**Assignment**: From the first line through the last, transcribe the listing word for word.

**Record excerpts**:
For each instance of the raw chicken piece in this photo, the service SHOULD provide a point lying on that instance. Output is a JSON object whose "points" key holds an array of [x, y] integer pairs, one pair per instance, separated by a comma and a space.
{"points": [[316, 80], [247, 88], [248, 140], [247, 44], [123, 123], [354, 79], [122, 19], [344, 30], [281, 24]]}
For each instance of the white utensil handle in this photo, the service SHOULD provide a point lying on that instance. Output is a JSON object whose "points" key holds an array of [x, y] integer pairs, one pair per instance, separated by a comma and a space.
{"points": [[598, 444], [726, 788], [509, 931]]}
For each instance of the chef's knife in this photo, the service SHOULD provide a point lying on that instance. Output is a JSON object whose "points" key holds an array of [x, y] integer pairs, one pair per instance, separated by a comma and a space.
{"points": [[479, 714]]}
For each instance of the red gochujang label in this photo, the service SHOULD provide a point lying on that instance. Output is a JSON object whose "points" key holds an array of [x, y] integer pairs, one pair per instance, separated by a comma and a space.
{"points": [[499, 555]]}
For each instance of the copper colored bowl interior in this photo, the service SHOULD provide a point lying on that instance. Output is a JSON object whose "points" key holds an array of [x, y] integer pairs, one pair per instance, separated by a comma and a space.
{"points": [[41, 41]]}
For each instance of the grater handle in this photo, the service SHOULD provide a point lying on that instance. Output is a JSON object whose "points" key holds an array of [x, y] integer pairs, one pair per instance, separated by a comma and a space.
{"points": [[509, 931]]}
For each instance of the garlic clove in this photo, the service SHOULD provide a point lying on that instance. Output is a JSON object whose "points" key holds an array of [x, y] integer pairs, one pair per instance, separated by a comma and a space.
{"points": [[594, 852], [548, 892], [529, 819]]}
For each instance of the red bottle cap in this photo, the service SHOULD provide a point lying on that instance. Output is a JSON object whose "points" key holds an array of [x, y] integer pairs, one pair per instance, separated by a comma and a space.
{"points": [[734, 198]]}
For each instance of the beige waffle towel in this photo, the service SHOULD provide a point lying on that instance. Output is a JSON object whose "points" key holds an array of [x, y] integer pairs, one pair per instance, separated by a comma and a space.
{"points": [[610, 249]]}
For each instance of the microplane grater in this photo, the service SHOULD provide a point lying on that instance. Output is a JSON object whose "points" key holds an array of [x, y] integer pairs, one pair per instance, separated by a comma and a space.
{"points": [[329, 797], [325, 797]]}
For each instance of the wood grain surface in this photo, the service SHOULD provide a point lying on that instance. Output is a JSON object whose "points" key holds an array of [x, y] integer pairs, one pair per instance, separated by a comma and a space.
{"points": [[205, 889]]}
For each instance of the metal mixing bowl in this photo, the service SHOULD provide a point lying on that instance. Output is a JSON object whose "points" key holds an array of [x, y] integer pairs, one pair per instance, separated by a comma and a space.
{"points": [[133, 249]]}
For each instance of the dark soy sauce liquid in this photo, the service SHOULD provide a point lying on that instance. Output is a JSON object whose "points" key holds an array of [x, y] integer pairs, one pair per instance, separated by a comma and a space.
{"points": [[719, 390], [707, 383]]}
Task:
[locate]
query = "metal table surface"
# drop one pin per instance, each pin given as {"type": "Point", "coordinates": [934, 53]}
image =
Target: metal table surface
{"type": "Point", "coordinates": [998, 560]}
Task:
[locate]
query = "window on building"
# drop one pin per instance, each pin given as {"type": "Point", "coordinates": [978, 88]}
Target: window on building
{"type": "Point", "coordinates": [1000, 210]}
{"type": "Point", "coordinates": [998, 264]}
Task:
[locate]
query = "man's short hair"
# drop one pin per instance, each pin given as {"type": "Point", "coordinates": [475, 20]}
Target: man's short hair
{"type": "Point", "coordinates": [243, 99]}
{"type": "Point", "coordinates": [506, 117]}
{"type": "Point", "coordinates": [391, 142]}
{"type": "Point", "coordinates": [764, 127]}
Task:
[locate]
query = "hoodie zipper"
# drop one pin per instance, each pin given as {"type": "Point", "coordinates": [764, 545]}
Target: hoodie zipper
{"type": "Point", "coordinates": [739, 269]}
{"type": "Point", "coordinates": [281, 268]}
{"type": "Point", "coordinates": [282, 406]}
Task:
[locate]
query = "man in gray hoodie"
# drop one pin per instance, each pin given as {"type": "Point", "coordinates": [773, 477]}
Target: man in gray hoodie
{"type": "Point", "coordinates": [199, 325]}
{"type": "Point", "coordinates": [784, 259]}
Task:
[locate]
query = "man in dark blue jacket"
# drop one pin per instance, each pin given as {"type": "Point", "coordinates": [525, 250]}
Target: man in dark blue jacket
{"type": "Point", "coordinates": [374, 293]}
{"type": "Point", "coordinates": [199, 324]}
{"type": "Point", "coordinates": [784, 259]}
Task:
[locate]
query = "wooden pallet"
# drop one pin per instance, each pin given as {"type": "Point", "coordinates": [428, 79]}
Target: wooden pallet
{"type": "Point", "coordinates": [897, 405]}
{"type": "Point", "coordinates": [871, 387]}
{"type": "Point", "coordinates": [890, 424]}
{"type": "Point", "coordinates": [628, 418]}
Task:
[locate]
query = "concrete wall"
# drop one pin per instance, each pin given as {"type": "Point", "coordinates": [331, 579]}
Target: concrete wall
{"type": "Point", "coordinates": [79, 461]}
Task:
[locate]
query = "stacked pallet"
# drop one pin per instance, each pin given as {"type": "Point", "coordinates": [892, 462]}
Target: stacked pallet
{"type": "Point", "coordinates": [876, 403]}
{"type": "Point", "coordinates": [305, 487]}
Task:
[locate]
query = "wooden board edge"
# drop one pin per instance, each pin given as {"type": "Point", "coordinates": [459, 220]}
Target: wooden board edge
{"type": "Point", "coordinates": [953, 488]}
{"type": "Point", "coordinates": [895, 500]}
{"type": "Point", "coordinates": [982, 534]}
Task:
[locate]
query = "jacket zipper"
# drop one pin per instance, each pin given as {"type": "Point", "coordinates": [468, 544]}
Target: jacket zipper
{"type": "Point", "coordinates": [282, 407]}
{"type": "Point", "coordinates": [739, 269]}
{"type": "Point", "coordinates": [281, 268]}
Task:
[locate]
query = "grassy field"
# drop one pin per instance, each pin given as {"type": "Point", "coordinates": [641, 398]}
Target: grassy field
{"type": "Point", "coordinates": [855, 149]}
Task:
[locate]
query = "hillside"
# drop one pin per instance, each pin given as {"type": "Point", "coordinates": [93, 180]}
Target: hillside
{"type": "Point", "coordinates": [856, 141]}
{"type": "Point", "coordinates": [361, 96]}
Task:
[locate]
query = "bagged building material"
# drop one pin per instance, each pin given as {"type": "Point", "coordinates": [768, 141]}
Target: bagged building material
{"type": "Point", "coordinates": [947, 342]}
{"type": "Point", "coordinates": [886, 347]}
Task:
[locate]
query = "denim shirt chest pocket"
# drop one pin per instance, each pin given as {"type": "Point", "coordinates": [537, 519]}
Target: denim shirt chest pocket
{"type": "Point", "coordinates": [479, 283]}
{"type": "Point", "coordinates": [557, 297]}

**Answer for this exercise**:
For each instance of the raw chicken piece in this photo, the service SHOULD provide a point lying on that instance. Output is a JSON object whose "points" key holds an array of [x, y] integer pairs, one pair per instance, separated by a comma and a space.
{"points": [[316, 80], [247, 88], [248, 140], [247, 44], [123, 123], [354, 79], [122, 19], [344, 30], [281, 24]]}
For each instance of the white utensil handle in this photo, the service SHOULD provide a point lying on that instance. Output is a JSON object whose "points" key holds an array of [x, y] integer pairs, one pair per instance, separated by a comma and a space.
{"points": [[598, 444], [726, 788], [509, 931]]}
For each instance of the chef's knife in this photo, the service SHOULD provide a point lying on that instance. Output is a JSON object whose "points" key holds an array of [x, y] integer pairs, one pair per instance, separated by a comma and a space.
{"points": [[479, 714]]}
For each instance of the red gochujang label in this photo, the service SHOULD provide a point lying on that instance. Output is a JSON object whose "points" key holds an array of [x, y] integer pairs, one pair per instance, separated by a comma and a space.
{"points": [[499, 555]]}
For each instance of the copper colored bowl interior in this photo, the service SHOULD provide a point lying on that instance. Output is a JSON object whose "points" key holds an array of [x, y] integer pairs, one pair per instance, separated by a comma and a space.
{"points": [[41, 41]]}
For each instance of the grater handle in this photo, the service SHOULD provide a point lying on that instance. Output is a JSON object whose "points" key holds an array of [x, y] integer pairs, one pair per instance, separated by a comma and a space.
{"points": [[509, 931]]}
For each instance of the garlic clove in this photo, the service SHOULD provide a point lying on that instance. Output is a JSON object whose "points" key holds an array of [x, y] integer pairs, one pair per instance, separated by a comma and a space.
{"points": [[594, 852], [548, 892], [529, 819]]}
For each instance of the red bottle cap in this photo, the service SHOULD provide a point lying on that instance. Output is a JSON object whose "points" key holds an array of [x, y] integer pairs, one pair per instance, separated by a comma and a space.
{"points": [[734, 198]]}
For each instance of the beige waffle towel in this photo, the service SHOULD provide a point lying on that instance. Output is a JSON object whose "points" key holds an array of [x, y] integer pairs, one pair per instance, separated by a comma and a space.
{"points": [[610, 249]]}
For each instance of the microplane grater in this photo, the service SHOULD provide a point lying on that instance. Output is a JSON object whose "points" key holds an array of [x, y] integer pairs, one pair per instance, separated by a comma and a space.
{"points": [[329, 797], [325, 797]]}
For each instance of the wood grain surface in this photo, the service SHOULD provide a point lying on that instance. Output is a JSON object whose "points" key holds an array of [x, y] integer pairs, one pair per instance, separated by a comma and a space.
{"points": [[205, 889]]}
For each instance of the metal mixing bowl in this photo, the service SHOULD provide a point lying on that instance. Output is a JSON object whose "points" key holds an array of [x, y] integer pairs, one pair per instance, separated by a comma and a space.
{"points": [[133, 249]]}
For each instance of the dark soy sauce liquid in this photo, the service SHOULD provide a point lying on that instance. Output is a JSON object whose "points" key holds an array of [x, y] integer pairs, one pair per instance, separated by a comma and a space.
{"points": [[719, 390], [707, 383]]}
Task:
[locate]
query = "metal table surface"
# drop one pin per instance, each pin given as {"type": "Point", "coordinates": [934, 53]}
image =
Target: metal table surface
{"type": "Point", "coordinates": [998, 560]}
Task:
[locate]
query = "window on building"
# drop one pin per instance, each pin given as {"type": "Point", "coordinates": [978, 88]}
Target: window on building
{"type": "Point", "coordinates": [1000, 210]}
{"type": "Point", "coordinates": [998, 264]}
Task:
[locate]
query = "man's short hair"
# drop one pin per instance, each pin given as {"type": "Point", "coordinates": [475, 20]}
Target: man's short hair
{"type": "Point", "coordinates": [243, 99]}
{"type": "Point", "coordinates": [506, 117]}
{"type": "Point", "coordinates": [391, 142]}
{"type": "Point", "coordinates": [764, 127]}
Task:
[locate]
query = "hoodie zipper"
# drop one pin per instance, each pin given as {"type": "Point", "coordinates": [764, 545]}
Target: hoodie zipper
{"type": "Point", "coordinates": [739, 269]}
{"type": "Point", "coordinates": [281, 268]}
{"type": "Point", "coordinates": [282, 406]}
Task:
[locate]
query = "man in gray hoodie"
# drop one pin per instance, each pin given as {"type": "Point", "coordinates": [773, 477]}
Target: man in gray hoodie
{"type": "Point", "coordinates": [199, 325]}
{"type": "Point", "coordinates": [784, 259]}
Task:
[locate]
query = "man in dark blue jacket"
# drop one pin per instance, each pin given as {"type": "Point", "coordinates": [525, 250]}
Target: man in dark blue jacket
{"type": "Point", "coordinates": [374, 293]}
{"type": "Point", "coordinates": [199, 324]}
{"type": "Point", "coordinates": [784, 259]}
Task:
[locate]
query = "wooden pallet"
# drop one pin per instance, each pin given as {"type": "Point", "coordinates": [428, 79]}
Target: wooden pallet
{"type": "Point", "coordinates": [897, 405]}
{"type": "Point", "coordinates": [871, 387]}
{"type": "Point", "coordinates": [890, 424]}
{"type": "Point", "coordinates": [628, 418]}
Task:
[locate]
query = "concrete wall"
# drop one pin per instance, each pin given as {"type": "Point", "coordinates": [331, 579]}
Target: concrete wall
{"type": "Point", "coordinates": [79, 461]}
Task:
[locate]
query = "stacked pallet"
# drop one pin per instance, each pin given as {"type": "Point", "coordinates": [892, 462]}
Target: stacked pallet
{"type": "Point", "coordinates": [876, 403]}
{"type": "Point", "coordinates": [305, 487]}
Task:
[locate]
query = "wooden board edge"
# drop one pin per instance, each pin given as {"type": "Point", "coordinates": [459, 220]}
Target: wooden board edge
{"type": "Point", "coordinates": [953, 488]}
{"type": "Point", "coordinates": [895, 500]}
{"type": "Point", "coordinates": [982, 534]}
Task:
[locate]
query = "jacket zipper"
# drop one pin per instance, each pin given as {"type": "Point", "coordinates": [468, 544]}
Target: jacket zipper
{"type": "Point", "coordinates": [282, 407]}
{"type": "Point", "coordinates": [739, 269]}
{"type": "Point", "coordinates": [281, 268]}
Task:
[locate]
query = "grassy field"
# drop one pin per instance, each pin given as {"type": "Point", "coordinates": [641, 398]}
Target: grassy field
{"type": "Point", "coordinates": [855, 149]}
Task:
[locate]
query = "hillside"
# drop one pin per instance, each pin given as {"type": "Point", "coordinates": [93, 180]}
Target: hillside
{"type": "Point", "coordinates": [856, 141]}
{"type": "Point", "coordinates": [361, 96]}
Task:
[locate]
query = "bagged building material"
# drop one pin per instance, each pin given as {"type": "Point", "coordinates": [768, 141]}
Target: bagged building material
{"type": "Point", "coordinates": [947, 342]}
{"type": "Point", "coordinates": [886, 347]}
Task:
[locate]
query = "denim shirt chest pocket"
# drop one pin per instance, each pin given as {"type": "Point", "coordinates": [537, 519]}
Target: denim shirt chest pocket
{"type": "Point", "coordinates": [479, 283]}
{"type": "Point", "coordinates": [557, 297]}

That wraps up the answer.